:: GIVEN PROBLEM ::
Turn everything in the material below, from the line containing "each like [241,121]." down to the end, into a numbered list, leaving out any blank lines.

:: EXERCISE INPUT ::
┌──

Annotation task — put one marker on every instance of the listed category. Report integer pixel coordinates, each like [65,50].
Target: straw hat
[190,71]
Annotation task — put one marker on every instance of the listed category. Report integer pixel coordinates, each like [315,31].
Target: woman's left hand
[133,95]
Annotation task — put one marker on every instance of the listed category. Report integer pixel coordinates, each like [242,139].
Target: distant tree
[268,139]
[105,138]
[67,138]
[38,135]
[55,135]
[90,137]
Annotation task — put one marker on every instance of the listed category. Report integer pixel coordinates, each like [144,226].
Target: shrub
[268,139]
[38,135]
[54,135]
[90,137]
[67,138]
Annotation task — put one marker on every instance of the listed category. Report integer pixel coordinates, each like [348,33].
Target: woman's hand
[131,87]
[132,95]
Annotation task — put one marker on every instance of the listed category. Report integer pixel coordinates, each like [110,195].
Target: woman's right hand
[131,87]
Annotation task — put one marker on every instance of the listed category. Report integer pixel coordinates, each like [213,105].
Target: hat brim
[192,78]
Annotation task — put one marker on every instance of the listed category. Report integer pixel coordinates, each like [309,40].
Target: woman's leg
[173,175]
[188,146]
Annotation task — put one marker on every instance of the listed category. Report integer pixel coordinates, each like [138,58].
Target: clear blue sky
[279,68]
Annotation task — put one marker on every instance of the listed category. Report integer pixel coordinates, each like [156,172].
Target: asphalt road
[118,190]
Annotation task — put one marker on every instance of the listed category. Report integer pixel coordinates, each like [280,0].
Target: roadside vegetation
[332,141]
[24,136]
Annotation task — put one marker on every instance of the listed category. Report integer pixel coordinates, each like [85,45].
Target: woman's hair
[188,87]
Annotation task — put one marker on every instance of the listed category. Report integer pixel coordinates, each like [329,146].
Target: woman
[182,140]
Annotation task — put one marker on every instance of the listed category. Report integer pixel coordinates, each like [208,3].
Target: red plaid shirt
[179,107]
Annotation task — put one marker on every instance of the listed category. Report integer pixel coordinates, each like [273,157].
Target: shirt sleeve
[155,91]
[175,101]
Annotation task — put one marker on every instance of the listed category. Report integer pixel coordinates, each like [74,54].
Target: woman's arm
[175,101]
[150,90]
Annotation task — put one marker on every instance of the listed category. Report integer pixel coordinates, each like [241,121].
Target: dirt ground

└──

:: RESULT BELOW ::
1. Annotation task — put one marker on every instance of the listed category. Report integer pixel coordinates, each like [241,121].
2. Target: dirt ground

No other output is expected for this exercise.